__Énoncé du problème 1__
D'après le texte sur la bauxite en Guinée, quels acteurs sont présents à Tinguilinta ?

__Texte à lire__

⟨

Les Russes à Dian-Dian, les américains de Alcoa (CBG) à Sangarédi, Télimélé et Gaoual, les Chinois pullulent partout à Boké, à Boffa et à Télimélé, les Français de AMR à Malapouya en amodiation avec la SMB, les Anglais à Boffa, les Qataris à Tinguilinta, les Indiens à Malapouya. Des acteurs avec des intérêts, des ambitions et des stratégies différents, en compétition sur un espace exigu, pour la conquête d’une même ressource : la bauxite.
La géopolitique en activité ou la rivalité de pouvoir sur un territoire au tour d’un intérêt stratégique. Les faits semblent l’attester: démonstration de puissance technologique (chemin de fer de SMB), concurrence en pratique de RSE (Responsabilité sociétale des entreprises) et de développement local, débauchage d’employés, étouffement financier de concurrents par l’assèchement des contrats de bauxite (le cas de Alufer et de son client Chalco), la recrudescence d’enquêtes scientifiques (commanditées) des universités américaines sur les activités minières chinoises en Guinée, mise en avant d’images et de symbolique politique (drapeaux, couleurs, visites d’ambassadeurs..), possible espionnage économique…. Bref, tous les outils d’expression de l’influence, de projection de la puissance pour la conquête et la conservation d’un intérêt stratégique sont en cours. La ressource en jeu, la bauxite, constitue la substance de base de l’industrie aéronautique et de l’armement (près de 50% de la structure des avions est en Aluminium).

⟩

__Données fournies__
⟨

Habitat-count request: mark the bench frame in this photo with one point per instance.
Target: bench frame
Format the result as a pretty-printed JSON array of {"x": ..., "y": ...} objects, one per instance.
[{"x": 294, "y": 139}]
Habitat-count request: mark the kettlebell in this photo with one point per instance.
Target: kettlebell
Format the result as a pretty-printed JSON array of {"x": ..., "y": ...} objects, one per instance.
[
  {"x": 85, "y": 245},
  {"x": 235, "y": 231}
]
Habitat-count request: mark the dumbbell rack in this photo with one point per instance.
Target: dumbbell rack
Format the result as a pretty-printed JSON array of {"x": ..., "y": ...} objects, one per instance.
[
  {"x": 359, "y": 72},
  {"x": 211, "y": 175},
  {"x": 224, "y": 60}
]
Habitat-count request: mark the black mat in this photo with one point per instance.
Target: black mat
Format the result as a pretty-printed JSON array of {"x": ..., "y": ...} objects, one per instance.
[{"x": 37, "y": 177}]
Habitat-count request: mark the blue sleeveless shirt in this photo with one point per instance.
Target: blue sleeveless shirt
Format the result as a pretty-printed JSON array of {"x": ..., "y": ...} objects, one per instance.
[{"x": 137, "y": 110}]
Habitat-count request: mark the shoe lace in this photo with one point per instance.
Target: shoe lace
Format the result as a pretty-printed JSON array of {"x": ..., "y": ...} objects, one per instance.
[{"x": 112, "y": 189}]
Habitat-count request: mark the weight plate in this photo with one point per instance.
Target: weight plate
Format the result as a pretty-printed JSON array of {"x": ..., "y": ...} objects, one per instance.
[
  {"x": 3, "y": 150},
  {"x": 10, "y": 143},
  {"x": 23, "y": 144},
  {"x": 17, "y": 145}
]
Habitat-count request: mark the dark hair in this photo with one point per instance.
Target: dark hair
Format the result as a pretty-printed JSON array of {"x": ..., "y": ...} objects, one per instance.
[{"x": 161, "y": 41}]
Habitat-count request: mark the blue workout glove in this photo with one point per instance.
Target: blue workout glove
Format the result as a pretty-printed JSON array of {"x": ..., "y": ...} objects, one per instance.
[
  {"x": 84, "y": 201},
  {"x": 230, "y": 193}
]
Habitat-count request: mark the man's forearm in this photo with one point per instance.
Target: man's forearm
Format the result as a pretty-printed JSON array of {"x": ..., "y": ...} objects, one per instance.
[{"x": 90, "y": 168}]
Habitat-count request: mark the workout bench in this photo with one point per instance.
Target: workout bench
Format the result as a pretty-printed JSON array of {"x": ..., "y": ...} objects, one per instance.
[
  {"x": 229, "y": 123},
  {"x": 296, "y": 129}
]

⟩

__Énoncé du problème 2__
Rassemblez toutes les lignes ci-dessus qui contiennent le mot « black », en respectant la casse.

__Réponse attendue 1__
Les Qataris.

__Réponse attendue 2__
Habitat-count request: mark the black mat in this photo with one point per instance.
Target: black mat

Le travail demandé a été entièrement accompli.